- _Your assignment_:
Pull every line holding the word "grass" from the data below and copy it.

--- Exercise material Enclosed Below ---

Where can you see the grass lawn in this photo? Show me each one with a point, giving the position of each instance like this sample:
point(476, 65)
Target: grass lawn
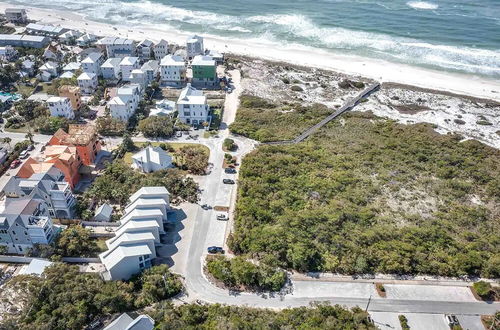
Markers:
point(101, 243)
point(176, 145)
point(23, 129)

--- End of Enclosed Exercise material ---

- _The answer_:
Where can you see the grass lawn in this photo? Show me each one with a point, giving the position of each instance like this sample:
Target: grass lawn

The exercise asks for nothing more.